Given text
-- Begin --

# Re-roofing over tapered saddles/crickets ?



## AP. (Sep 4, 2014)

*Hello All,*

Just took a look at an EPDM roof with several saddles/crickets along the walls and near the drains. We're going to propose a TPO layover/re-roof with a .5" board.

My question is, if you're re-roofing over tapered saddles, how do you go about installing the new .5" board? Would you just cut the new board in triangles and install it that way? Slit the board so it folds/angles?

I'm sure some of you guys have run into this, any ideas or advice?


----------



## 1985gt (Dec 21, 2010)

Unless they are steep crickets and saddles you don't need to do anything just screw it down like you normally would. A relief cut in the coverboard on the back side would help. 

Mechanically attaching or fully adhering? If fully adhering and looks are a concern a few more screws around the valleys will help. 

Sounds like a lot of over thinking or I missed something. I mean if you were to tear off the roof and install new tapered crickets and saddles how would you install a coverboard over that? Basically the same thing right?


----------



## Grumpy (Oct 29, 2008)

Unless your .5" board is secure rock or dens deck, cutting at the ridges and valleys is likely un-necessary. Screwing in any valleys will keep the coverboard flat to the existing roof surface.

Don't forget to slice the existing membrane before installing new roof system.


----------

-- End --

Short exercise a
In the roofing thread, what does Grumpy say to do to the existing membrane before installing the new roof system?

Dataset content
-- Begin --

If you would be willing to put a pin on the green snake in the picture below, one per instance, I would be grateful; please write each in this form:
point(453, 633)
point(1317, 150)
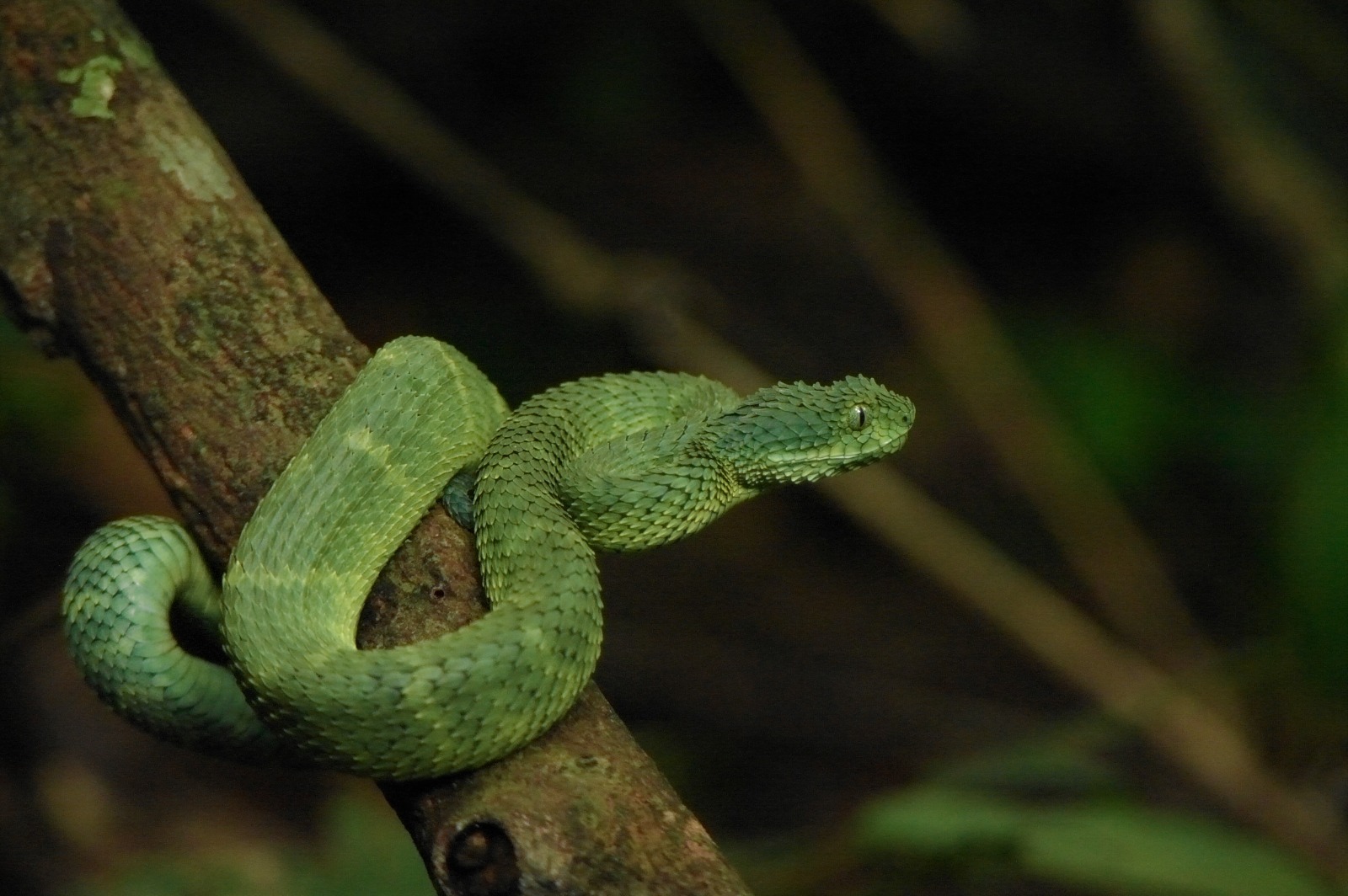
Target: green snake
point(618, 462)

-- End --

Short exercise b
Copy out the listing above word for word, leaving out the picture.

Task output a
Slice it.

Task output b
If you would be willing to put a pin on the green snake in the picture below, one per instance, I would be grateful; please write each in this form:
point(453, 633)
point(1317, 150)
Target: green snake
point(618, 462)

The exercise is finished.